Find every line of the records that has "green" and return it.

************

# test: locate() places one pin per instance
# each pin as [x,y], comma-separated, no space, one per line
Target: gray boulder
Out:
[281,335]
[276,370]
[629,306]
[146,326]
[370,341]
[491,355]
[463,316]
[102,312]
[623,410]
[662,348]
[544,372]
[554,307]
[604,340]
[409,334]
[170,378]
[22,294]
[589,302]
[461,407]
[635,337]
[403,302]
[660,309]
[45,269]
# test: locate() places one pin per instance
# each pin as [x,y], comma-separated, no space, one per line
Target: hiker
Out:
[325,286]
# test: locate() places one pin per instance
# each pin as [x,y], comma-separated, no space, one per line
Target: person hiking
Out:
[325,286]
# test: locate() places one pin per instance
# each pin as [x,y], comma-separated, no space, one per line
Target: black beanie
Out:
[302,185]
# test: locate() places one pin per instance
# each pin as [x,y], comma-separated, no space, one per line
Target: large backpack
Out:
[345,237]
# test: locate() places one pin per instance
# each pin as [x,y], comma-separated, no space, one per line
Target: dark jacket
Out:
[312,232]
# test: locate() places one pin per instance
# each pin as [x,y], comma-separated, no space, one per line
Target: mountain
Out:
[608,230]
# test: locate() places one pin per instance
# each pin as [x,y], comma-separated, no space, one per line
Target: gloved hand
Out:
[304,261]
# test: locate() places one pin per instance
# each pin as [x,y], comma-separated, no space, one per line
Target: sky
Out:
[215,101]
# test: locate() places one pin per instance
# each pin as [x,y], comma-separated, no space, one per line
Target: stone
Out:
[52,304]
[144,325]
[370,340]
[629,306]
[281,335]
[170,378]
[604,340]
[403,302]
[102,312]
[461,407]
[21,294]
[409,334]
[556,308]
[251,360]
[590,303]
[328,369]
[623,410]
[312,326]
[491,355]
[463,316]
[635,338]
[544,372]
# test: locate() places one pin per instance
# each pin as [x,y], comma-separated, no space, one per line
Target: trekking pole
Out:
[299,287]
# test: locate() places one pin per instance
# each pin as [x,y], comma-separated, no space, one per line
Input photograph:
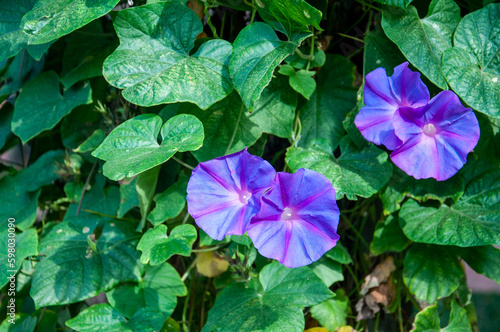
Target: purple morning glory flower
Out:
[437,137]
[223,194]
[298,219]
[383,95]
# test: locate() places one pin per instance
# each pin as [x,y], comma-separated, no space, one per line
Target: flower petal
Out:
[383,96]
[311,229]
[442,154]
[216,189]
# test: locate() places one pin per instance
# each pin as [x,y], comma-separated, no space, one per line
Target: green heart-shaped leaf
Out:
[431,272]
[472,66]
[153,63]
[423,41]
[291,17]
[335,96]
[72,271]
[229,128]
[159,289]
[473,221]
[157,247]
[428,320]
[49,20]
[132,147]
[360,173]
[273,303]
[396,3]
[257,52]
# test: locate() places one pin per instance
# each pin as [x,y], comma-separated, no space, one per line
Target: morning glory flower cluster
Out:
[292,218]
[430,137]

************

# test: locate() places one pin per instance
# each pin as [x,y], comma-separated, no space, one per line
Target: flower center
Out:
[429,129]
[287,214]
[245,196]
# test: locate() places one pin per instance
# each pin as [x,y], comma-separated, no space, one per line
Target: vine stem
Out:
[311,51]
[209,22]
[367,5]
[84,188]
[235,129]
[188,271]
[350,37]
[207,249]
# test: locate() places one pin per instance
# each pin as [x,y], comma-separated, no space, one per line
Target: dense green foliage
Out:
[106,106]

************

▶ [WRITTEN ANSWER]
Target: green heart-shaped leaf
Target: dense green foliage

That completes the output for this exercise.